_TASK DIRECTIONS_. Express each line of the listing below as a JSON list of strings, one string per line, with blank lines and pictures left out.

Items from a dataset
+-------+
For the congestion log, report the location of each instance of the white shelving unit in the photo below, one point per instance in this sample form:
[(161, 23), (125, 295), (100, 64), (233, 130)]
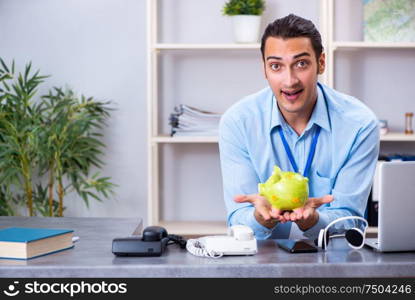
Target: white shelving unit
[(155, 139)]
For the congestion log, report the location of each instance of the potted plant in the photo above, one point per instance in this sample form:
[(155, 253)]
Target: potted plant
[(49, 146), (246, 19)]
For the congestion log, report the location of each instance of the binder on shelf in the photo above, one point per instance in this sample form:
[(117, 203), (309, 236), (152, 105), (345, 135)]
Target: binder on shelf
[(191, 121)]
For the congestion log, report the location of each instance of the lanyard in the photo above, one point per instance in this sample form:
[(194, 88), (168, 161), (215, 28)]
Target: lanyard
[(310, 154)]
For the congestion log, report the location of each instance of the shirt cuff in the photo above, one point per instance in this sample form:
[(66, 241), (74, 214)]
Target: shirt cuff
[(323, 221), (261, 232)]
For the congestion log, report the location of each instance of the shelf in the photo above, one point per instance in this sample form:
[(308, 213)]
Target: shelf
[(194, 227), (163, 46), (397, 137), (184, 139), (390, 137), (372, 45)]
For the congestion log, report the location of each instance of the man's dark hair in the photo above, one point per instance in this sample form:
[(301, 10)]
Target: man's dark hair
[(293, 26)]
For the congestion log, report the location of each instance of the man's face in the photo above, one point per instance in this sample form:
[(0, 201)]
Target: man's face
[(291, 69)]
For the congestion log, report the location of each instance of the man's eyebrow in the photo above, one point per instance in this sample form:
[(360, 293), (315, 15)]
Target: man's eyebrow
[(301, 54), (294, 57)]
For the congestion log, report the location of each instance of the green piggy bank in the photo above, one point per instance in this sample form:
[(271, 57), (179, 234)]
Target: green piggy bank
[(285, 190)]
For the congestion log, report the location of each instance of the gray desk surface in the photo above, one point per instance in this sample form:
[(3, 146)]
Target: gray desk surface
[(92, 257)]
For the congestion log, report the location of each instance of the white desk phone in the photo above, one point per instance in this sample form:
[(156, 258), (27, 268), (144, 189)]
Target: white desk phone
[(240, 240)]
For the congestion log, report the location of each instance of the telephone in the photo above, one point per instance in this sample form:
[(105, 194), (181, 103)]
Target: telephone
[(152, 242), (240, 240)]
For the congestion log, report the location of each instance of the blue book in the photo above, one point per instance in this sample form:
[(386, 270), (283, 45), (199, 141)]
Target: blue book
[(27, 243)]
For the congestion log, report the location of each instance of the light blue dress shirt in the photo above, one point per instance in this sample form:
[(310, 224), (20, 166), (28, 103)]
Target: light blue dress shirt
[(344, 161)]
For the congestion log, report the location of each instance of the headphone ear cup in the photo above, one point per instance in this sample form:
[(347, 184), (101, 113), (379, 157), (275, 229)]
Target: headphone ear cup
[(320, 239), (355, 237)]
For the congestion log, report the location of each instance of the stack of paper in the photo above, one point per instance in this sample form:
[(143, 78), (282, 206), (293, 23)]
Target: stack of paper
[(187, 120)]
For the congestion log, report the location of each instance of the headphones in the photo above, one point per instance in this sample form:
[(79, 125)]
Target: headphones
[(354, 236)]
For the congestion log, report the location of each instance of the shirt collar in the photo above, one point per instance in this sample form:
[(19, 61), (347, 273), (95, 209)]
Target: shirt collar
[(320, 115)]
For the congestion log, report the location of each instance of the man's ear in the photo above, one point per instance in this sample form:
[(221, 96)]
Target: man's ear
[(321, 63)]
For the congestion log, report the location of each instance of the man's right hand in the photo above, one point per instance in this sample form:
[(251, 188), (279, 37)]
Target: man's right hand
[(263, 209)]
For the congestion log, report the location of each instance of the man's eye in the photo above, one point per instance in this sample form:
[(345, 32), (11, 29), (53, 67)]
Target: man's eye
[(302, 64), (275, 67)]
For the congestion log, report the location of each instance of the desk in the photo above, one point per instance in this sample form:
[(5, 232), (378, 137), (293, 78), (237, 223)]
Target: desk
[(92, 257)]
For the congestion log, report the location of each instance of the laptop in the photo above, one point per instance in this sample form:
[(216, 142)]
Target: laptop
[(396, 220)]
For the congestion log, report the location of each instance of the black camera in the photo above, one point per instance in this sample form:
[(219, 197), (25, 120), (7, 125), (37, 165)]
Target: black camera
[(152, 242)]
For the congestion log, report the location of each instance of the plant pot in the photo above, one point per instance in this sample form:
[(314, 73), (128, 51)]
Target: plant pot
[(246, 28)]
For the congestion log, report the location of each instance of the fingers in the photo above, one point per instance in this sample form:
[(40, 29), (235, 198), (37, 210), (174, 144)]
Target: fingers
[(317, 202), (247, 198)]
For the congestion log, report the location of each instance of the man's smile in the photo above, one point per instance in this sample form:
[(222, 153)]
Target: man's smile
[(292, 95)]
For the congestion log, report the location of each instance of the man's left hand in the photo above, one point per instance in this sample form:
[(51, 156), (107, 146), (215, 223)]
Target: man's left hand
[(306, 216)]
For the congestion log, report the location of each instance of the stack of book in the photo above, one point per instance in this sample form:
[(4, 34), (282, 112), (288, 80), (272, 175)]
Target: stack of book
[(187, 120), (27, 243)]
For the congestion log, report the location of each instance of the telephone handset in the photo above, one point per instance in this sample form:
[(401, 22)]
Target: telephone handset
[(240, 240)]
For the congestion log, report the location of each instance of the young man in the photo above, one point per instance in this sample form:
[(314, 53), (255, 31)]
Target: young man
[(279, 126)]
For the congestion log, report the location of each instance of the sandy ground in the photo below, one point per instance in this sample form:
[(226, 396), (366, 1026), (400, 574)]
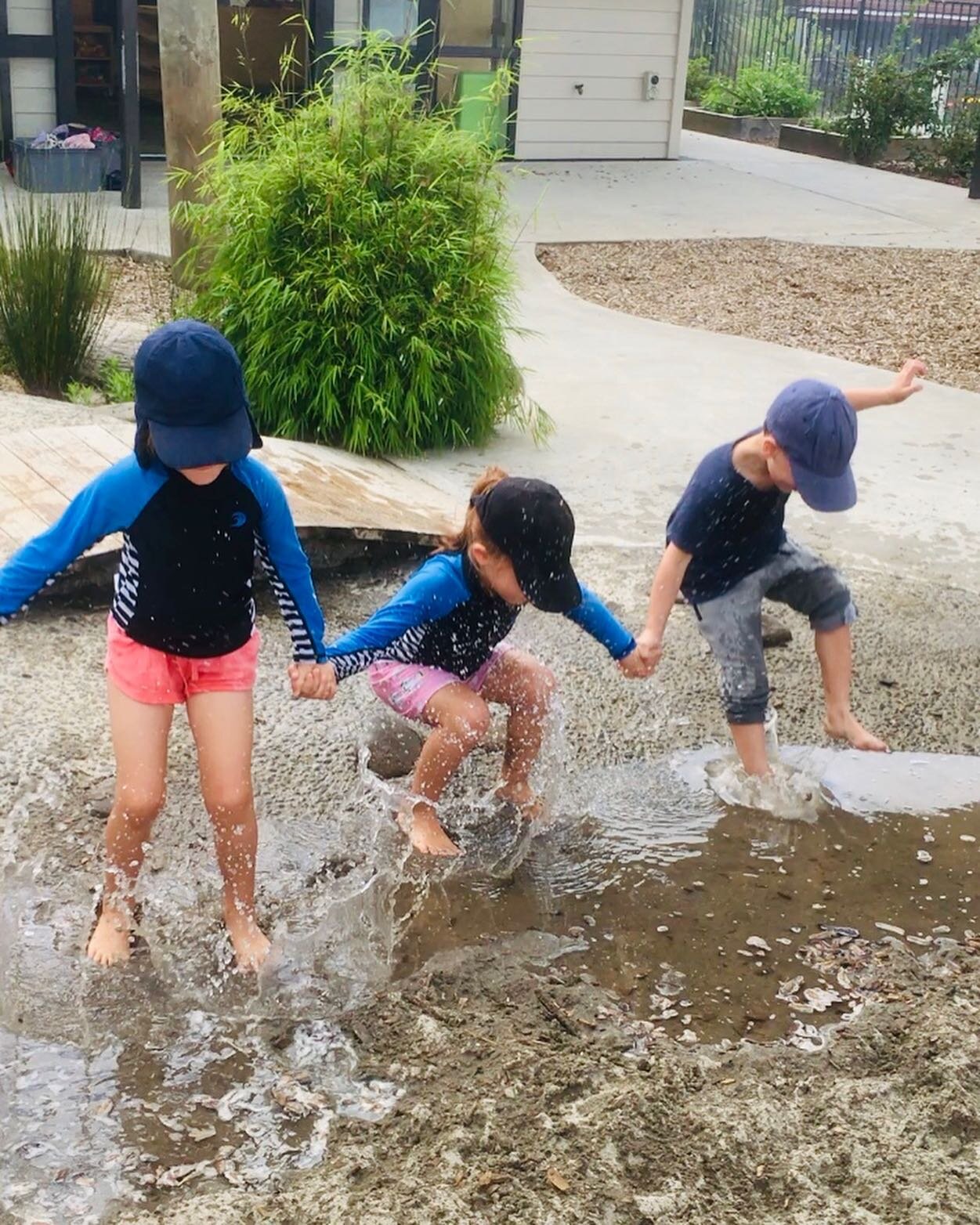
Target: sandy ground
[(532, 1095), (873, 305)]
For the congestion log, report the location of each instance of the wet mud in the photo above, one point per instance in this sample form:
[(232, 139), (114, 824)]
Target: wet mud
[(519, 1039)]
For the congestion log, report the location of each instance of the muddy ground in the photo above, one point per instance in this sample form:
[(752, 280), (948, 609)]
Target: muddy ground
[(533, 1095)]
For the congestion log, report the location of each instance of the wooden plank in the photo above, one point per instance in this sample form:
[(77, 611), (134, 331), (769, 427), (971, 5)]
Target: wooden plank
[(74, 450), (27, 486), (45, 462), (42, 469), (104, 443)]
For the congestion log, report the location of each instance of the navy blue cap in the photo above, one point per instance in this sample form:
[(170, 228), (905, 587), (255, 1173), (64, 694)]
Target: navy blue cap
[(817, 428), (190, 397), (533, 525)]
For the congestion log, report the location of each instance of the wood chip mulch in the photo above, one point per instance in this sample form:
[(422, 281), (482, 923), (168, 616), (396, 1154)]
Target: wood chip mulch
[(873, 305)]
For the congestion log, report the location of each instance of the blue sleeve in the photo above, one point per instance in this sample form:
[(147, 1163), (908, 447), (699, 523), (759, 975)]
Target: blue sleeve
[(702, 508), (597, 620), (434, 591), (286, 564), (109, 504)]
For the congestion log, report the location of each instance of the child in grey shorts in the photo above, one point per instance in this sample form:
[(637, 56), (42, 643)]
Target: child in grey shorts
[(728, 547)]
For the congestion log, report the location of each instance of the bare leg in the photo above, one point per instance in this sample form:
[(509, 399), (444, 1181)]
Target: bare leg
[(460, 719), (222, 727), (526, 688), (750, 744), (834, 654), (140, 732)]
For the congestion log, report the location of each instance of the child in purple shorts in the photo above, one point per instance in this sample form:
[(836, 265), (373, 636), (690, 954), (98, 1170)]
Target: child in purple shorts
+-------+
_WRITTEN SOLUTION_.
[
  "For the congestion log, report the location of each instance of the white shelving unit in the photo below, one point per instance in this sample form:",
  "[(161, 23), (125, 295), (100, 64), (233, 130)]",
  "Target: white shelving unit",
  "[(155, 139)]",
  "For the congestion log, report the location of each instance of the potted plant in the photo above, one point per instance in this sample form:",
  "[(155, 253)]",
  "Target: potted plant",
  "[(49, 146), (246, 19)]",
  "For the congestion log, report the location of each instance of the binder on shelf in the photo above, one point per instance in this sample form:",
  "[(117, 203), (309, 236), (152, 105), (345, 135)]",
  "Target: binder on shelf",
  "[(191, 121)]",
  "For the congestion log, report the location of each instance of the lanyard in the photo above, one point per instance in this sample form:",
  "[(194, 88), (168, 161), (215, 28)]",
  "Target: lanyard",
  "[(310, 154)]",
  "For the congestion log, report the location of each instance of the shirt cuff in the photo above, one point per instance in this sample form:",
  "[(66, 241), (74, 214)]",
  "Target: shirt cuff",
  "[(323, 221), (261, 232)]",
  "For the congestion log, report the location of each instance of the shelf in the photo above, one point per instance in this sample form:",
  "[(308, 213)]",
  "Target: shelf",
  "[(194, 227), (163, 46), (397, 137), (184, 139), (390, 137), (372, 45)]",
  "For the congestion log, report the location of each instance of the man's dark hair in the photo above, one point per instance in this sample form:",
  "[(301, 10)]",
  "Target: man's dark hair",
  "[(293, 26)]",
  "For the congestion log, report the location of each instance of the man's face in the photo above, one point per instance in this sample form:",
  "[(0, 201)]",
  "Target: man's face",
  "[(291, 69)]",
  "For the congestion log, report the location of each instance of the man's eyebrow in the photo above, one point per instance in this sample form:",
  "[(360, 293), (315, 15)]",
  "Target: man's eyebrow",
  "[(301, 54), (294, 57)]",
  "For the congestion log, report the location of each instance of the green piggy bank in the photo above, one point per instance in this sample form:",
  "[(271, 57), (179, 234)]",
  "Target: green piggy bank",
  "[(285, 190)]",
  "For the congestion log, report the location of each instance of the gray desk surface in the photo above, one point per instance in this sample form:",
  "[(3, 146)]",
  "Target: gray desk surface",
  "[(92, 257)]",
  "For the congestion log, report the location of each instance of the white desk phone in the photo above, one point per instance in this sample form:",
  "[(156, 258), (27, 268), (144, 189)]",
  "Target: white desk phone",
  "[(240, 240)]",
  "For the congestion log, report the location of each instance of the telephone in the photo above, one point per instance in this sample form:",
  "[(105, 194), (181, 103)]",
  "Target: telephone",
  "[(152, 242), (240, 240)]",
  "For the congestion log, report the location of each instance of the blue book in the photo above, one point per instance in this sample form:",
  "[(386, 270), (283, 45), (199, 141)]",
  "Target: blue book",
  "[(27, 243)]",
  "For the congestion log, report the location of each instance of the light blue dress shirt in the photo above, one point per instance in this sample form:",
  "[(310, 224), (20, 166), (28, 103)]",
  "Target: light blue dress shirt",
  "[(344, 161)]",
  "For the congestion log, report the location of each instance of the headphone ear cup in the photo above, one point per instance in this sample form:",
  "[(347, 184), (101, 113), (379, 157), (275, 229)]",
  "Target: headphone ear cup",
  "[(320, 239), (355, 237)]",
  "For the congestion log, report the location of each instance of the stack of paper in the photo above, one point per instance in this sample form:",
  "[(143, 78), (282, 206), (293, 23)]",
  "Target: stack of paper",
  "[(187, 120)]",
  "For the congestion log, report the location of each instance of the headphones in the photo above, one point per instance in this sample form:",
  "[(79, 125)]",
  "Target: headphones",
  "[(354, 236)]",
  "For the congestion log, report the location of each instance of the shirt collar in the photo above, one point per instance in this sample form:",
  "[(19, 61), (347, 273), (95, 209)]",
  "Target: shirt collar",
  "[(320, 115)]",
  "For the congestion log, report the location of each instance of the man's ear in the photo above, one point per instance in this sample form:",
  "[(221, 96)]",
  "Target: man's ear",
  "[(321, 63)]",
  "For the congestion log, report the location of each instance of the man's right hand in the photo above, one point per instance in this sample form:",
  "[(251, 188), (279, 37)]",
  "Target: man's right hand",
  "[(263, 209)]",
  "For the congestion log, report the location of each instance of the man's eye in the photo above, one point per instance in this sample form:",
  "[(345, 32), (11, 29), (53, 67)]",
  "Target: man's eye",
  "[(302, 64), (275, 67)]",
  "For the congestion log, report the location of each instance of the desk in the photo above, one point per instance in this sample form:",
  "[(5, 232), (378, 137), (293, 78), (237, 223)]",
  "Target: desk",
  "[(92, 257)]",
  "For the congestion log, report the location of each instance of the laptop in the photo above, one point per instance in this sample form:",
  "[(216, 142)]",
  "Target: laptop",
  "[(396, 220)]",
  "For the congestion log, report the location of each instance of the black camera in the photo above, one point per instance in this sample form:",
  "[(219, 197), (25, 120), (7, 125), (37, 165)]",
  "Target: black camera",
  "[(152, 242)]",
  "For the congestion log, report the location of each instance of the plant pot in the photo above, one point per instance in this sample form:",
  "[(314, 73), (128, 51)]",
  "Target: plant pot",
  "[(246, 28)]",
  "For the congestion log, report the location of each instance of the fingers in the photo above, one point per instance in this sample form:",
  "[(40, 29), (235, 198), (37, 210), (174, 144)]",
  "Target: fingers",
  "[(317, 202), (247, 198)]",
  "For the congestion log, report the location of each instance of the man's smile in the photo above, one point per instance in this sample form:",
  "[(222, 153)]",
  "Target: man's smile",
  "[(292, 95)]",
  "For the congestion log, report the location of each instance of the man's left hand in the photo above, one point per instance in this sample form:",
  "[(51, 156), (107, 146), (215, 223)]",
  "Target: man's left hand",
  "[(306, 216)]",
  "For the congestion log, report the location of each instance of the stack of book in the photo above, one point per instance in this sample form:",
  "[(4, 34), (282, 112), (288, 80), (272, 175)]",
  "Target: stack of book",
  "[(187, 120), (27, 243)]",
  "For the congestion log, report the location of each instance of the telephone handset in the photo above, one point per instance in this sample form:",
  "[(401, 22)]",
  "Target: telephone handset",
  "[(240, 240)]",
  "For the congestion log, report the location of each instance of the young man in the photo above, one point per instance in this sample form:",
  "[(314, 53), (255, 31)]",
  "Target: young man",
  "[(279, 126)]",
  "For the congestion log, report the location of each instance of the sandy ground in the photo below, one point per instance in this sample form:",
  "[(226, 396), (366, 1026), (400, 574)]",
  "Target: sandy ground",
  "[(532, 1095), (873, 305)]",
  "For the congestion log, report the location of each instance of the wet mud in the photo above, one point per instance in this sample form:",
  "[(232, 139), (114, 824)]",
  "Target: wet mud",
  "[(519, 1039)]",
  "For the congestion log, report the location of each instance of the muddy ground in the photo above, one point per instance in this sample form:",
  "[(752, 280), (948, 609)]",
  "Target: muddy ground",
  "[(533, 1095)]",
  "For the congestion log, report the location of each instance of the wooden plank in the photo above, one point per instance in this sample form:",
  "[(77, 611), (134, 331), (769, 427), (971, 5)]",
  "Target: wooden plank",
  "[(74, 450), (27, 486), (45, 462), (42, 469), (104, 443)]",
  "For the congestion log, report the location of each instance of the navy blue cap in the photo above, one point per instance in this sample form:",
  "[(170, 228), (905, 587), (255, 1173), (64, 694)]",
  "Target: navy blue cap",
  "[(817, 428), (190, 397), (533, 525)]",
  "For the congestion log, report the location of each instance of the wood chip mulch in the photo above, one point per instance in this sample form:",
  "[(422, 281), (482, 923), (168, 616), (396, 1154)]",
  "Target: wood chip mulch",
  "[(873, 305)]",
  "For the congestion log, report the location of each instance of the blue sleeve in the photo above, one point per instance in this sample form:",
  "[(147, 1163), (908, 447), (699, 523), (759, 975)]",
  "Target: blue sleeve",
  "[(702, 508), (597, 620), (434, 591), (286, 564), (109, 504)]",
  "For the congestion log, report the location of each instance of the child in grey shorts in the photo above, one point per instance in this sample form:",
  "[(637, 56), (42, 643)]",
  "Target: child in grey shorts",
  "[(728, 547)]",
  "For the congestion log, report the location of each instance of the bare leg in the photo above, one point per instance in this sample form:",
  "[(509, 399), (444, 1181)]",
  "Target: bare leg",
  "[(460, 719), (222, 727), (526, 688), (750, 744), (834, 654), (140, 732)]",
  "For the congestion log, report the location of each instance of the child in purple shorts in the photo above, one point per instance in this sample form:",
  "[(836, 265), (373, 636), (690, 954), (98, 1170)]",
  "Target: child in purple shorts"
]